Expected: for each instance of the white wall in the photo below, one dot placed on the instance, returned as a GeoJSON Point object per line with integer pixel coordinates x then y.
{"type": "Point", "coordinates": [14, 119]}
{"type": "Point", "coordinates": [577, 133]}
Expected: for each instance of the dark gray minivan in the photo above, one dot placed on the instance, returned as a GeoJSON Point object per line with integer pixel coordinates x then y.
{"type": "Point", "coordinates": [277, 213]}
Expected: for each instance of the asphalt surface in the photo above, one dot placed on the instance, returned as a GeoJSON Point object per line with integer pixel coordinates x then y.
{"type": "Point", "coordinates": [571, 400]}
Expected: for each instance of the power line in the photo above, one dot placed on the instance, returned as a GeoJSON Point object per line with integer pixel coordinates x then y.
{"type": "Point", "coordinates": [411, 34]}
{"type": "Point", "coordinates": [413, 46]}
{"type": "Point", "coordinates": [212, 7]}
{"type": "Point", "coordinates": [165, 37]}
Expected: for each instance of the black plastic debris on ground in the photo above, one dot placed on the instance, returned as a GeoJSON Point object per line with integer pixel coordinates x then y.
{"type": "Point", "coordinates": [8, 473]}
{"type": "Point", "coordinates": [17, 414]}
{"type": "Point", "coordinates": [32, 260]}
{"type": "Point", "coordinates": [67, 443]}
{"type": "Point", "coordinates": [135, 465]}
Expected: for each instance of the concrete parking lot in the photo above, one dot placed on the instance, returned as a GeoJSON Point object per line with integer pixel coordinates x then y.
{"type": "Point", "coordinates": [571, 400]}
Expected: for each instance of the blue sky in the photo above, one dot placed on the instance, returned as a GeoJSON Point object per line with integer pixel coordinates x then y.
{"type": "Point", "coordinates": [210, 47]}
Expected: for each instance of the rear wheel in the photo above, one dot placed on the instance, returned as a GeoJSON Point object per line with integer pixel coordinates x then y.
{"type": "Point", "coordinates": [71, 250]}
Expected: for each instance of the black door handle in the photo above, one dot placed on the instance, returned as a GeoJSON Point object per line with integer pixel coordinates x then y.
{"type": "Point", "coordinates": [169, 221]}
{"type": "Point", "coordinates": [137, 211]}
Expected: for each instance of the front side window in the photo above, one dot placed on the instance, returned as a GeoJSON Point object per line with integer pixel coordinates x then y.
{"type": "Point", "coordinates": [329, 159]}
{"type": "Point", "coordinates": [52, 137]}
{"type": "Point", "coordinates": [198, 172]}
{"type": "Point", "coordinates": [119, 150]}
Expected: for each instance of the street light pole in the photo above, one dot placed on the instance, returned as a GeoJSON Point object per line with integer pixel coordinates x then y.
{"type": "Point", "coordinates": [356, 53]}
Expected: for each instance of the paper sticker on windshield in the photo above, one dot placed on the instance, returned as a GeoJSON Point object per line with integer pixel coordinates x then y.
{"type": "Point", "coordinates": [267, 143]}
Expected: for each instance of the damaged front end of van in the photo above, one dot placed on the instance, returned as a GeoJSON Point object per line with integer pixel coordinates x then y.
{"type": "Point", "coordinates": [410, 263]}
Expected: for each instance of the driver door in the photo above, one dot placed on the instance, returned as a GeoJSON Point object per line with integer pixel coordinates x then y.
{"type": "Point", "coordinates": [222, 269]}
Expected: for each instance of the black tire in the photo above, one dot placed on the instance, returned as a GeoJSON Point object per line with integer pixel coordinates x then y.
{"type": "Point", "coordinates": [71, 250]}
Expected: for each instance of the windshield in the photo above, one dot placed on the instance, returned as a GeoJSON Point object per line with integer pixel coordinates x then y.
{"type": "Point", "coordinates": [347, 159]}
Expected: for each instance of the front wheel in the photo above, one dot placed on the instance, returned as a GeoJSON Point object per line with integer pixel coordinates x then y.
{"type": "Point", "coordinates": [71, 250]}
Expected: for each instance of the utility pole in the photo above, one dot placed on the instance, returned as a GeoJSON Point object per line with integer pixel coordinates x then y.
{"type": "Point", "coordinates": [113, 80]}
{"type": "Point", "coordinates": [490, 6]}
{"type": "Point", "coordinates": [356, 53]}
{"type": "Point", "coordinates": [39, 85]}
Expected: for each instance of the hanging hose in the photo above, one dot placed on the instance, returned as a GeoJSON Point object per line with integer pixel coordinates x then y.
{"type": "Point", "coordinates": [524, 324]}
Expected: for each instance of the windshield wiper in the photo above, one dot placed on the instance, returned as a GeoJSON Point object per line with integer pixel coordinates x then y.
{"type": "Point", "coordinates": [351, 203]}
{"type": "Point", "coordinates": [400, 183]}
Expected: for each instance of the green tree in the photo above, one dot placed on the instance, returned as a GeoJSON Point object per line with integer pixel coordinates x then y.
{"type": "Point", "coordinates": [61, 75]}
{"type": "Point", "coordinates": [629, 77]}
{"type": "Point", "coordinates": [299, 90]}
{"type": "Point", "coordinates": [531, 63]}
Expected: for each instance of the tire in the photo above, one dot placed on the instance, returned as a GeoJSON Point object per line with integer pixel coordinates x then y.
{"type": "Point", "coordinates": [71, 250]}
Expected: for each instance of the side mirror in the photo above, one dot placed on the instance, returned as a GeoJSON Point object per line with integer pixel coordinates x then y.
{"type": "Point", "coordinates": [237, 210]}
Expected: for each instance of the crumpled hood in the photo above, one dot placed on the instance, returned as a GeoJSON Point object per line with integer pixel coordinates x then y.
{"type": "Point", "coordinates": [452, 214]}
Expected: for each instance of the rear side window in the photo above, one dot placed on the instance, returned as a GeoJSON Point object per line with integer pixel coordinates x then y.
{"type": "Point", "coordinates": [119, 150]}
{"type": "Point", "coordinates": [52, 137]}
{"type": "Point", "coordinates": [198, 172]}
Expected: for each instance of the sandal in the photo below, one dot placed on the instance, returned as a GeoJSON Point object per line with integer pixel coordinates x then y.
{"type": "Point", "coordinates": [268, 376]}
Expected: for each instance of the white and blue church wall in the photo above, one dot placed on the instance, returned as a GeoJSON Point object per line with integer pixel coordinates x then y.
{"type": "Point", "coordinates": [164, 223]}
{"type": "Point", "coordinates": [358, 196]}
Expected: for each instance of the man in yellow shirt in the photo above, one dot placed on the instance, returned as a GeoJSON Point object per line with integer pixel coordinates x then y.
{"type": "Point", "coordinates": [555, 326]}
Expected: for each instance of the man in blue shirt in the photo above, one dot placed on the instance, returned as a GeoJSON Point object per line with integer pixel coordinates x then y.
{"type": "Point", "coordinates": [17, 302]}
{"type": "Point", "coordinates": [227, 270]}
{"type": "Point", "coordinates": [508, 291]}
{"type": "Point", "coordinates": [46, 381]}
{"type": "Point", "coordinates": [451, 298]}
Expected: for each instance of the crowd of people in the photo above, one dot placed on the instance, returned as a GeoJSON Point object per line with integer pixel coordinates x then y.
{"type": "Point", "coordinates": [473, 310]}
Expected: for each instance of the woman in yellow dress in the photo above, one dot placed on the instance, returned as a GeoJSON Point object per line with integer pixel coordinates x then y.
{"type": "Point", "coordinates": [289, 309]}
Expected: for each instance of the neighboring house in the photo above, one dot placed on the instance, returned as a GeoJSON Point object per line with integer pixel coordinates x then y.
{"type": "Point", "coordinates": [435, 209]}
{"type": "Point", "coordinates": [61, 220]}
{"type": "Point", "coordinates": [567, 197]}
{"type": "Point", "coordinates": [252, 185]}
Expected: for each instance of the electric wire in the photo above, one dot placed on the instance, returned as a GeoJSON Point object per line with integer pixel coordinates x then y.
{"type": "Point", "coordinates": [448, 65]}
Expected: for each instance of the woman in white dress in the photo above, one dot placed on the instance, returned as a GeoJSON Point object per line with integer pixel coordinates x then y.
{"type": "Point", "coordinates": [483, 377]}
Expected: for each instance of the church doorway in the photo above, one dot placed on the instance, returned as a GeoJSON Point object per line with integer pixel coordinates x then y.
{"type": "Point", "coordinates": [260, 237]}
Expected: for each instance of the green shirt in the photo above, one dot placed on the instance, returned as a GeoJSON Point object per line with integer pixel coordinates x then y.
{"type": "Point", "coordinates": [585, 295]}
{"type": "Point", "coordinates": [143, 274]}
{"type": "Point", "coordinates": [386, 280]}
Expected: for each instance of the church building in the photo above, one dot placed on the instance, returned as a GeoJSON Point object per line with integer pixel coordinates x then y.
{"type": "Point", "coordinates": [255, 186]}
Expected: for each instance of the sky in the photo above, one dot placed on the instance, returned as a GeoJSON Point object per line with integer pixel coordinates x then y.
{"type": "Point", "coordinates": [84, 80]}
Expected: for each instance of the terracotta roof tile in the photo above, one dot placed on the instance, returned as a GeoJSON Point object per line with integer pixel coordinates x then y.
++++++
TASK OBJECTIVE — Word for word, quote the lines from the line containing "Expected: for each instance of the green shirt" through the end of the material, both included, and nothing else.

FINAL RESULT —
Expected: for each instance of the green shirt in the photo above, one dot placed on the instance, returned as a GeoJSON Point object per line with integer pixel coordinates x then y.
{"type": "Point", "coordinates": [585, 295]}
{"type": "Point", "coordinates": [143, 274]}
{"type": "Point", "coordinates": [386, 280]}
Expected: for each instance of the church building in the photo above, one dot placed on the instance, returned as a GeoJSON Point object per line with integer pixel coordinates x then y.
{"type": "Point", "coordinates": [255, 186]}
Expected: for each instance of the sky in the photo above, one dot placed on the instance, returned as a GeoJSON Point object per line with integer pixel coordinates x then y.
{"type": "Point", "coordinates": [84, 80]}
Expected: for each instance of the terracotta roof tile in the photo above, one dot placed on the instance, returned as a GeoJSON Point object per line with integer pixel coordinates x then y.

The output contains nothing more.